## Tâches
1. D'après l'extrait du document, quel mot est qualifié de « dernier obus sorti des usines conceptuelles » ?
2. Résumez s'il vous plaît l'extrait du document en deux phrases.
3. Reproduisez fidèlement le passage de l'extrait du document qui va de « Des mots tels » à « pour ses fonctionnaires. ».

Au nom de l'inclusivité, l'UE veut supprimer Noël
Culture

Au nom de l'inclusivité, l'UE veut supprimer Noël

Par Louis Daufresne - Publié le 03/12/2021
Méfions-nous des mots d'au moins quatre syllabes. L’écrivain Jean Dutourd (1920-2011) se plaisait à moquer la vanité et la vacuité du « jargon de prestige », ce langage bouffi, bronzé, botoxé par les injections d’une pensée apparemment positive mais réellement toxique. Ce jargon conjugue une volonté de paraître – les codes du snobisme managérial et dominateur – et une volonté de cacher – l’extrémisme sociétal fondé sur l’obsession et le rejet de la norme. Cet extrémisme ne peut se dire comme tel. Le snobisme l’encapsule pour le rendre assimilable par une opinion peu formée et peu vigilante.

On ne détruit que ce qu’on remplace. Changer les normes d’une société doit être perçu comme le produit d’une évolution des mentalités, non comme le résultat d’une pression militante. Il s’agit d’impulser et d’accompagner un mouvement, d’obtenir un consentement. Toute étreinte visible, de nature policière, compromettrait l’adhésion à ce projet de déconstruction. Mais l’intention y est : il s’agit bien d’anéantir un modèle jugé « dominant ».

Récemment, nous avons chroniqué cette guerre faite aux usages et aux visages. L’inscription du pronom « iel » dans Le Robert (LSDJ n°1426) ou la campagne pro-hijab de l’UE sidérèrent une partie de l’opinion (LSDJ n°1426), y compris journalistique, un peu comme une sentinelle assoupie se laisse désarmer par un commando nocturne. Comme le dit le politologue François-Bernard Huygue, « la guerre ne consiste pas à rentrer des morceaux de fer dans des morceaux de chair mais aussi des idées dans des esprits et elle suppose autant de moyens de propagation que de destruction ».

Le langage sera un Waterloo pour les uns, un Austerlitz pour les autres.

Des mots tels que mobilité (LSDJ n°844), inégalités, discrimination, diversité, intégration et inclusivité sont autant de mines posées sur le champ de bataille. Le dernier obus sorti des usines conceptuelles, c’est l’inclusivité. Qui refuse de goûter à ce beau fruit tout lisse de bien-pensance ? L’Union européenne vient de le poser sur l’étalage de ses principes directeurs. Au point d’en élaborer toute une communication pour ses fonctionnaires.

## Matériel fourni
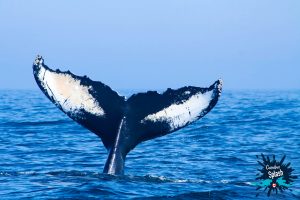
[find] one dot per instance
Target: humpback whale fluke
(122, 124)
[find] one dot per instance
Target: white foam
(178, 115)
(69, 93)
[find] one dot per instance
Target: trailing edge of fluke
(123, 123)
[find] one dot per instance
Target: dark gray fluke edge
(122, 124)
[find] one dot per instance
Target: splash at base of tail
(122, 124)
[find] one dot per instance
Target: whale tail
(122, 124)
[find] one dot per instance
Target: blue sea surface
(46, 155)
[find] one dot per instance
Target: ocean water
(45, 155)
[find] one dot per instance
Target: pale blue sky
(251, 44)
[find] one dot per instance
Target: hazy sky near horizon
(154, 44)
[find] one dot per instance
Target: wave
(129, 178)
(37, 123)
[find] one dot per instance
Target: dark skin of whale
(123, 123)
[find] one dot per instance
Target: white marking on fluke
(68, 92)
(178, 115)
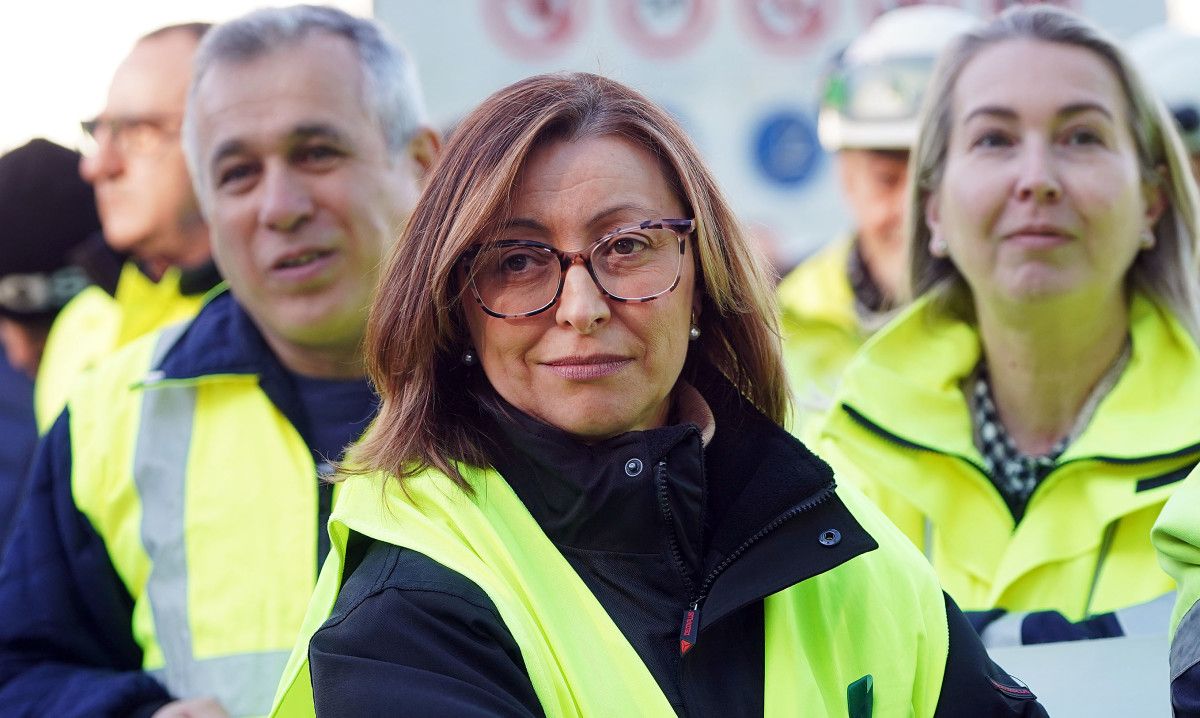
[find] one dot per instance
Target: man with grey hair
(165, 556)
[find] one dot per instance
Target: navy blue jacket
(19, 432)
(66, 645)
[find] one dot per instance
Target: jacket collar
(223, 341)
(922, 359)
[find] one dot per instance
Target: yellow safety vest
(205, 497)
(820, 329)
(94, 324)
(879, 615)
(901, 431)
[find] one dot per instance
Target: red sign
(533, 29)
(789, 27)
(663, 28)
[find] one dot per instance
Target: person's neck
(192, 234)
(318, 363)
(1044, 360)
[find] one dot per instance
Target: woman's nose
(581, 306)
(1038, 179)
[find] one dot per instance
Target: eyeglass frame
(166, 124)
(681, 227)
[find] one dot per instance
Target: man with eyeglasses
(135, 161)
(175, 515)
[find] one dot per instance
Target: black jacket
(655, 524)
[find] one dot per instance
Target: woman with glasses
(577, 498)
(1026, 418)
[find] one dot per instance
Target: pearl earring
(937, 246)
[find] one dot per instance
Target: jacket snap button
(829, 537)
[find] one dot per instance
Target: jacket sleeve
(973, 686)
(66, 645)
(1176, 536)
(408, 632)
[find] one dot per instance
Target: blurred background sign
(741, 75)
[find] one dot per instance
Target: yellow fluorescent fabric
(94, 324)
(1177, 538)
(820, 328)
(237, 549)
(821, 634)
(901, 431)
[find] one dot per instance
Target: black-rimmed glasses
(520, 277)
(131, 135)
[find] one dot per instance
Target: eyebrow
(527, 223)
(299, 133)
(1007, 113)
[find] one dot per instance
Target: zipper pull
(689, 632)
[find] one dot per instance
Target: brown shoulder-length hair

## Résultats finaux
1. L'inclusivité.

2. L'extrait soutient qu'un « jargon de prestige » enrobe de snobisme managérial un extrémisme sociétal pour le rendre assimilable, et que la déconstruction d'un modèle jugé « dominant » doit passer pour une évolution des mentalités plutôt que pour une pression militante. Il décrit le langage comme un champ de bataille où des mots tels que diversité ou inclusivité sont des mines, l'Union européenne venant d'inscrire l'inclusivité parmi ses principes directeurs.

3.
Des mots tels que mobilité (LSDJ n°844), inégalités, discrimination, diversité, intégration et inclusivité sont autant de mines posées sur le champ de bataille. Le dernier obus sorti des usines conceptuelles, c’est l’inclusivité. Qui refuse de goûter à ce beau fruit tout lisse de bien-pensance ? L’Union européenne vient de le poser sur l’étalage de ses principes directeurs. Au point d’en élaborer toute une communication pour ses fonctionnaires.